*** DATA FOR REVIEW
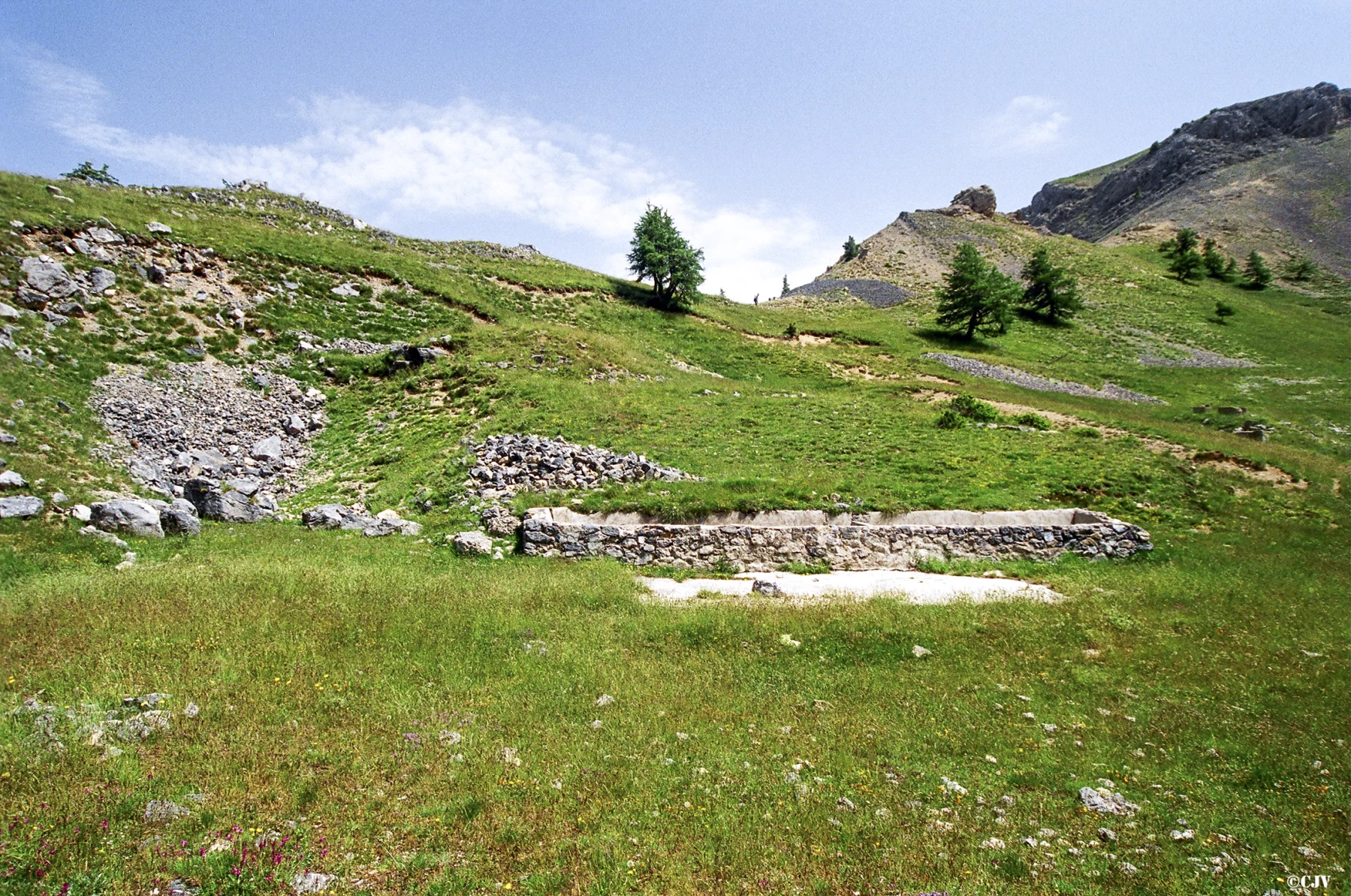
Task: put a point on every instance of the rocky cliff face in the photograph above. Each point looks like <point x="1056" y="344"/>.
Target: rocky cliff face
<point x="1223" y="138"/>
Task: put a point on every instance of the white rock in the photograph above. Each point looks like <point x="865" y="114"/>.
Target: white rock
<point x="311" y="882"/>
<point x="268" y="449"/>
<point x="472" y="544"/>
<point x="1104" y="801"/>
<point x="128" y="515"/>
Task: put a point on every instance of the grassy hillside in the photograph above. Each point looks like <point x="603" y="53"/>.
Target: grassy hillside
<point x="1207" y="680"/>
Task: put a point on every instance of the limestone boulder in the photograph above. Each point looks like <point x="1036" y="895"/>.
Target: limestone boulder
<point x="128" y="515"/>
<point x="472" y="544"/>
<point x="979" y="199"/>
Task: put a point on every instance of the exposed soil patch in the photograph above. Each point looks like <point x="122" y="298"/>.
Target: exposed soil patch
<point x="1253" y="469"/>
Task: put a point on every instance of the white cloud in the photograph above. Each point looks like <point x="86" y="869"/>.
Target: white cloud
<point x="1027" y="125"/>
<point x="412" y="161"/>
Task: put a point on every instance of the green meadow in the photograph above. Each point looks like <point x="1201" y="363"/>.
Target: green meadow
<point x="404" y="720"/>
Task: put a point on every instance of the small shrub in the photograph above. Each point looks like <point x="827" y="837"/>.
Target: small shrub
<point x="87" y="172"/>
<point x="973" y="409"/>
<point x="1256" y="272"/>
<point x="1034" y="421"/>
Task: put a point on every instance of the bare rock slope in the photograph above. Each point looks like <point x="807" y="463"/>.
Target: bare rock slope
<point x="1270" y="175"/>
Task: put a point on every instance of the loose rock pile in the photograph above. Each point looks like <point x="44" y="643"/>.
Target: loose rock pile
<point x="514" y="463"/>
<point x="198" y="431"/>
<point x="1041" y="384"/>
<point x="146" y="518"/>
<point x="354" y="518"/>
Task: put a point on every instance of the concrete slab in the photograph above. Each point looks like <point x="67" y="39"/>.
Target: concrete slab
<point x="858" y="586"/>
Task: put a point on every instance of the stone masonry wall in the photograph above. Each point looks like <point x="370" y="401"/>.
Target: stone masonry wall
<point x="845" y="541"/>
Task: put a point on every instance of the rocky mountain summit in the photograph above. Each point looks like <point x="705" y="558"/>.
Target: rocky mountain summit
<point x="1293" y="133"/>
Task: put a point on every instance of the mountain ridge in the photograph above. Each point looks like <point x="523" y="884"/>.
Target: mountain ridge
<point x="1223" y="150"/>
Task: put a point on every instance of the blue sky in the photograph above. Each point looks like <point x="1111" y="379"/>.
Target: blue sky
<point x="770" y="131"/>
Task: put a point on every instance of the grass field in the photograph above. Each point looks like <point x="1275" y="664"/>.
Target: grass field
<point x="409" y="720"/>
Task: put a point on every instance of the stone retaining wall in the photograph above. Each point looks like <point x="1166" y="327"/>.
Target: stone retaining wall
<point x="764" y="542"/>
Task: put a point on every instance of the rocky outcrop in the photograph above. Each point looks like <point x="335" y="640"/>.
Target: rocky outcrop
<point x="512" y="463"/>
<point x="357" y="519"/>
<point x="1224" y="137"/>
<point x="20" y="505"/>
<point x="225" y="503"/>
<point x="128" y="515"/>
<point x="198" y="421"/>
<point x="979" y="199"/>
<point x="764" y="542"/>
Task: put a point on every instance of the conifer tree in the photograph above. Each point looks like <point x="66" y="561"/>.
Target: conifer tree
<point x="976" y="295"/>
<point x="1050" y="289"/>
<point x="1212" y="258"/>
<point x="1256" y="272"/>
<point x="1187" y="261"/>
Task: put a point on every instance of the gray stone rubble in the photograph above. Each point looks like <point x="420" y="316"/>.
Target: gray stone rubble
<point x="201" y="431"/>
<point x="764" y="542"/>
<point x="357" y="519"/>
<point x="514" y="463"/>
<point x="20" y="505"/>
<point x="1041" y="384"/>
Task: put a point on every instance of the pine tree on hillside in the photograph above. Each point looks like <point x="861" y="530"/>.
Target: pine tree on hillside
<point x="1300" y="268"/>
<point x="661" y="253"/>
<point x="976" y="295"/>
<point x="1187" y="261"/>
<point x="1256" y="272"/>
<point x="1214" y="260"/>
<point x="1050" y="291"/>
<point x="87" y="172"/>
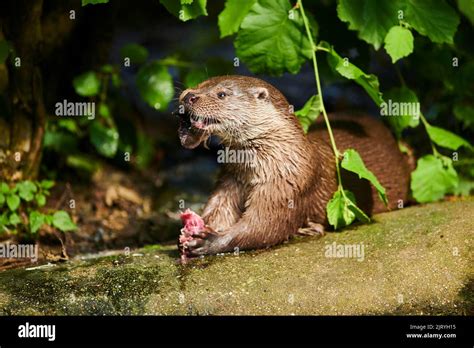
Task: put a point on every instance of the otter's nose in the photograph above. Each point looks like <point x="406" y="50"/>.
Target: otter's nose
<point x="190" y="98"/>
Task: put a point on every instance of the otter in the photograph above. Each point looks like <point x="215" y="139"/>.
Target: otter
<point x="292" y="175"/>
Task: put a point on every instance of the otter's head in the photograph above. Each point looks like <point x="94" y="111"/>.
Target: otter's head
<point x="235" y="108"/>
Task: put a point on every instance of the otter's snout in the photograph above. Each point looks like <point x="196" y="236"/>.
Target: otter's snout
<point x="190" y="98"/>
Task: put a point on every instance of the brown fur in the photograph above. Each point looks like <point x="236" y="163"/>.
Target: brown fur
<point x="293" y="176"/>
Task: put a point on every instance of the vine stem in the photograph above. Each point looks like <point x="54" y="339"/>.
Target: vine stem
<point x="320" y="94"/>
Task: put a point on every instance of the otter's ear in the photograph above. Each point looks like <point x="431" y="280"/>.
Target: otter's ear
<point x="260" y="93"/>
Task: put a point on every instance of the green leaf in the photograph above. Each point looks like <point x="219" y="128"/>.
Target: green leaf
<point x="155" y="85"/>
<point x="399" y="43"/>
<point x="354" y="163"/>
<point x="401" y="108"/>
<point x="186" y="9"/>
<point x="232" y="16"/>
<point x="13" y="202"/>
<point x="5" y="49"/>
<point x="40" y="199"/>
<point x="467" y="8"/>
<point x="372" y="19"/>
<point x="26" y="190"/>
<point x="445" y="138"/>
<point x="342" y="210"/>
<point x="36" y="221"/>
<point x="63" y="222"/>
<point x="4" y="188"/>
<point x="104" y="139"/>
<point x="194" y="77"/>
<point x="369" y="82"/>
<point x="465" y="114"/>
<point x="308" y="114"/>
<point x="271" y="42"/>
<point x="94" y="2"/>
<point x="14" y="219"/>
<point x="87" y="84"/>
<point x="137" y="53"/>
<point x="46" y="184"/>
<point x="432" y="18"/>
<point x="433" y="178"/>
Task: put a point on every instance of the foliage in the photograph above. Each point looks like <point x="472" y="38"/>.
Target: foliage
<point x="21" y="204"/>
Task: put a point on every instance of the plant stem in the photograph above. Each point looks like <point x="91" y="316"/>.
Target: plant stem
<point x="320" y="94"/>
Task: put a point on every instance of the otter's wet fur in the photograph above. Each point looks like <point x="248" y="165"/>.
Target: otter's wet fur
<point x="292" y="176"/>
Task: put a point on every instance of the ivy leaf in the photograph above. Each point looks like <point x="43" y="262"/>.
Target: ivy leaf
<point x="398" y="109"/>
<point x="104" y="139"/>
<point x="445" y="138"/>
<point x="399" y="43"/>
<point x="372" y="19"/>
<point x="62" y="221"/>
<point x="14" y="219"/>
<point x="36" y="220"/>
<point x="369" y="82"/>
<point x="94" y="2"/>
<point x="354" y="163"/>
<point x="232" y="16"/>
<point x="186" y="9"/>
<point x="433" y="18"/>
<point x="135" y="52"/>
<point x="13" y="202"/>
<point x="308" y="114"/>
<point x="342" y="209"/>
<point x="87" y="84"/>
<point x="272" y="40"/>
<point x="433" y="178"/>
<point x="155" y="85"/>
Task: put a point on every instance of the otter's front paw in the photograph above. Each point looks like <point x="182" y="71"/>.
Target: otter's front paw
<point x="206" y="242"/>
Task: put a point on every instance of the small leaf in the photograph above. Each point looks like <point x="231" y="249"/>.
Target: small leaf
<point x="26" y="190"/>
<point x="13" y="202"/>
<point x="232" y="16"/>
<point x="354" y="163"/>
<point x="47" y="184"/>
<point x="137" y="53"/>
<point x="342" y="209"/>
<point x="369" y="82"/>
<point x="94" y="2"/>
<point x="272" y="39"/>
<point x="155" y="85"/>
<point x="63" y="222"/>
<point x="401" y="108"/>
<point x="186" y="10"/>
<point x="399" y="43"/>
<point x="445" y="138"/>
<point x="14" y="219"/>
<point x="308" y="114"/>
<point x="87" y="84"/>
<point x="433" y="18"/>
<point x="36" y="221"/>
<point x="433" y="178"/>
<point x="40" y="199"/>
<point x="104" y="139"/>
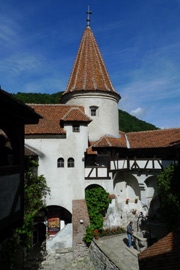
******
> WHAT TO WORK ON
In the listing above, find the line with "Task: put a point on every instance of the grass field" and the line with "Task: put a point on every instance of the rocky outcrop", then print exactly those two lines and every line between them, and nothing more.

> EXERCISE RESPONSE
Task: put a point on every instance of the grass field in the photograph above. Each point looks like <point x="1275" y="664"/>.
Target: grass field
<point x="409" y="720"/>
Task: put a point on every instance of the stone retaining wall in the photograph above. Each point looks like <point x="1166" y="327"/>.
Target: stone retaining wall
<point x="764" y="542"/>
Task: put a point on every instance of the rocky outcrop in the photograph above. Each point looks like <point x="335" y="640"/>.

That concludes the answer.